**Text excerpt**

_ _ _ _ _ _ _

The city is looking for input to help inform potential amendments to the existing Single-Use Items Bylaw, including learning more about your ability to provide reusable food containers for take-away/dine-in, and accept customers’ reusable food containers.
Restaurants Canada has met with Guelph officials to share initial concerns about how a compulsory by-law could potentially impact restaurant operations.
Given the many operational, economic, and environmental considerations associated with reusable containers, we urge members to complete the survey by the January 17, 2025, deadline. It should take 5 minutes or less to complete.
Manitoba update
Continued focus on core priorities – Working closely with MRFA, we remain focused on our core objectives: expanding discount pricing for restaurants and bars purchasing alcohol for resale; landing a $3,000 per location crime grant to help restaurants and bars secure their premises and recoup costs associated with crime; and the creation of a $2,500 per trainee grant for restaurants and bars that hire workers from targeted groups.
Last year, MRFA and I met with numerous key cabinet ministers and senior staff and built positive momentum for our asks. We will continue our focus into 2025.

_ _ _ _ _ _ _

**Task description**
Copy out the restaurant industry update above word for word, from start to finish.

**Information supplied**
_ _ _ _ _ _ _

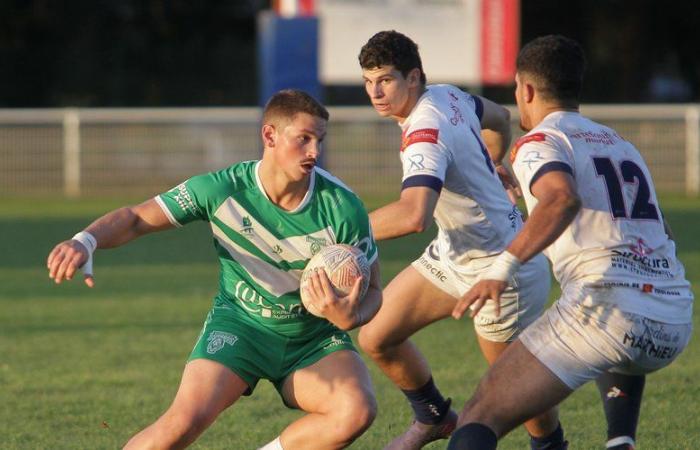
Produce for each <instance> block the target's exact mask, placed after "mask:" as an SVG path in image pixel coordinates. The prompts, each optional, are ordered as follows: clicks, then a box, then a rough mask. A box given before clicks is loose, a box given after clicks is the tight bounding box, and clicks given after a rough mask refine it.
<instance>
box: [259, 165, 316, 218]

_ _ _ _ _ _ _

**The answer**
The city is looking for input to help inform potential amendments to the existing Single-Use Items Bylaw, including learning more about your ability to provide reusable food containers for take-away/dine-in, and accept customers’ reusable food containers.
Restaurants Canada has met with Guelph officials to share initial concerns about how a compulsory by-law could potentially impact restaurant operations.
Given the many operational, economic, and environmental considerations associated with reusable containers, we urge members to complete the survey by the January 17, 2025, deadline. It should take 5 minutes or less to complete.
Manitoba update
Continued focus on core priorities – Working closely with MRFA, we remain focused on our core objectives: expanding discount pricing for restaurants and bars purchasing alcohol for resale; landing a $3,000 per location crime grant to help restaurants and bars secure their premises and recoup costs associated with crime; and the creation of a $2,500 per trainee grant for restaurants and bars that hire workers from targeted groups.
Last year, MRFA and I met with numerous key cabinet ministers and senior staff and built positive momentum for our asks. We will continue our focus into 2025.